* **Task A**: In the passage on Pufendorf and religious toleration, how is religious coercion defined?
* **Task B**: Name every person mentioned in the passage on Pufendorf and religious toleration.
* **Task C**: Write the next part of the passage on Pufendorf and religious toleration, picking up after its final sentence.

* **Selected passage**:
═══
This chapter does not examine Pufendorf’s theory of toleration as a whole or his many arguments for religious toleration in their specific context; rather, my focus is limited to Pufendorf’s treatment of religious coercion, that is, an attempt to force individuals to adopt specific religious beliefs.[799] The contro­versial notion of the person as a free chooser of his or her religious beliefs lies at the heart of the contemporary liberal concept of toleration. Liberal theo­ries of tolerance tend to emphasize the view that external coercion is both morally wrong and practically impossible because the authority of judgement resides within the individual’s free exercise of his or her reason. This was also the view of Hugo Grotius in his Ordinum pietas (1613) and De imperio circa sacra (1614-6, publ. 1647). Today the view that tolerance is grounded in the individual’s autonomous capacity to choose one’s religious beliefs is most often attributed to Pufendorf’s immediate contemporary John Locke.[800] It is rather surprising that scholars have not so far attempted to examine Samuel Pufendorf’s concept of toleration from the perspective of his account of the limits of coercing belief.
═══
* **Data lines**:
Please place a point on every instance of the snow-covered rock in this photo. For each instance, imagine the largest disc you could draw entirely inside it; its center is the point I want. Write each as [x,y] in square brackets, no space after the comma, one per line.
═══
* **Exercise output A**: An attempt to force individuals to adopt specific religious beliefs.

* **Exercise output B**: Samuel Pufendorf, Hugo Grotius, John Locke

* **Exercise output C**:
The most obvious novelty of this chapter lies in its particular focus on the interrelations between Pufendorf’s theory of human action and his writings on toleration. I shall argue that Pufendorf does not base his theory of tolera­tion on the individual’s rational capacity to choose one’s religious beliefs, nor does he straightforwardly support the epistemological claim that it is impos­sible to coerce belief. Pufendorf defends the freedom of understanding and will as a precondition of moral accountability. However, he is simultaneously unconvinced about people’s rational capacity to recognize the precepts of nat­ural religion through reason. Therefore, the sovereign ought to employ coer­cion and the threat of punishment to ensure that people uphold, at least exter­nally, the proper natural theological beliefs that are essential to sociability and political stability. In turn, Pufendorf reserves freedom from coercion only for the doctrines of revealed religion that fall outside the scope of natural rea­son. Thus, his argument for freedom from coercion is not based on a person's rational autonomy to choose one's religious beliefs but on reason's limits with regard to revealed religion.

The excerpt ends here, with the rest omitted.